BEGIN Working data
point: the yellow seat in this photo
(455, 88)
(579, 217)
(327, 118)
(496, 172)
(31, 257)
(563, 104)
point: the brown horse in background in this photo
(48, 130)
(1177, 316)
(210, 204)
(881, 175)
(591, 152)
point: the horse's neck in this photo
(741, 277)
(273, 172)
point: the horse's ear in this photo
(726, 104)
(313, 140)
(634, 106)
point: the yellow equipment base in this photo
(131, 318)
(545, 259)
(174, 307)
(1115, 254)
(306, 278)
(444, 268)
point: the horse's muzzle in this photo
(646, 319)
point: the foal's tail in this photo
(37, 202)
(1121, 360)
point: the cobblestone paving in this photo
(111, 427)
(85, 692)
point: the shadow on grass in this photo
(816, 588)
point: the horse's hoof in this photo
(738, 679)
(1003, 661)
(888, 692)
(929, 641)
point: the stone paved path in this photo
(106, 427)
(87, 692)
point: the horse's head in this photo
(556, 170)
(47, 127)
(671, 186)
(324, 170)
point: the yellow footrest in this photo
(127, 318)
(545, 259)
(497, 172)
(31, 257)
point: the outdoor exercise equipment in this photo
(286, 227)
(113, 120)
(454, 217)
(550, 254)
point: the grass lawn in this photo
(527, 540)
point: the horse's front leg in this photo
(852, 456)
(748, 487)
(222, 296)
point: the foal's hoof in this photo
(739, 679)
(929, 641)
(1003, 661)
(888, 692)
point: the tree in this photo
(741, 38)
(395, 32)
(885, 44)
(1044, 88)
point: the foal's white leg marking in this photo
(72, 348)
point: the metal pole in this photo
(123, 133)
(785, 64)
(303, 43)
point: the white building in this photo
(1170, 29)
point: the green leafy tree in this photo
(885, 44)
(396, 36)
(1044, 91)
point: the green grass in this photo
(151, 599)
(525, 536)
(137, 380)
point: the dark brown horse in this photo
END Working data
Task to complete:
Return every item above verbatim, with no changes.

Task answer:
point: the yellow seat in this photo
(455, 88)
(579, 217)
(327, 118)
(496, 172)
(31, 257)
(563, 104)
point: the brown horse in background in this photo
(48, 130)
(1177, 316)
(210, 204)
(881, 175)
(591, 152)
point: the horse's neck in this photo
(741, 277)
(273, 172)
point: the horse's ear in this photo
(726, 104)
(313, 140)
(634, 106)
point: the yellow equipment base in this photo
(131, 318)
(545, 259)
(174, 307)
(1115, 254)
(306, 278)
(444, 268)
point: the horse's muzzle in this photo
(646, 319)
point: the foal's tail in this photo
(37, 202)
(1121, 360)
point: the cobblestone paving in this photo
(111, 427)
(85, 692)
point: the shadow on grass in this photo
(816, 588)
point: the horse's hoof in this photo
(738, 679)
(1003, 661)
(888, 692)
(929, 641)
point: the stone paved path in this photo
(106, 427)
(87, 692)
point: the horse's head in this photo
(556, 170)
(47, 127)
(671, 186)
(324, 170)
point: the yellow footrest in this photo
(127, 318)
(545, 259)
(497, 172)
(31, 257)
point: the outdoor exercise equipment in this photo
(286, 227)
(113, 120)
(454, 217)
(550, 254)
point: the grass lawn in this photo
(527, 540)
point: the horse's front leg in this photo
(852, 456)
(748, 487)
(222, 296)
point: the foal's hoof in this photo
(739, 679)
(929, 641)
(1003, 661)
(888, 692)
point: the tree in this photo
(741, 38)
(395, 32)
(885, 44)
(1044, 88)
point: the foal's white leg marking in this photo
(72, 348)
point: the metal pole in this photo
(123, 133)
(785, 64)
(303, 43)
point: the white building in this photo
(1170, 29)
point: the green leafy tree in this photo
(885, 44)
(396, 36)
(1044, 91)
point: the green grass in this photo
(151, 599)
(525, 536)
(137, 380)
point: the dark brown horse in this photo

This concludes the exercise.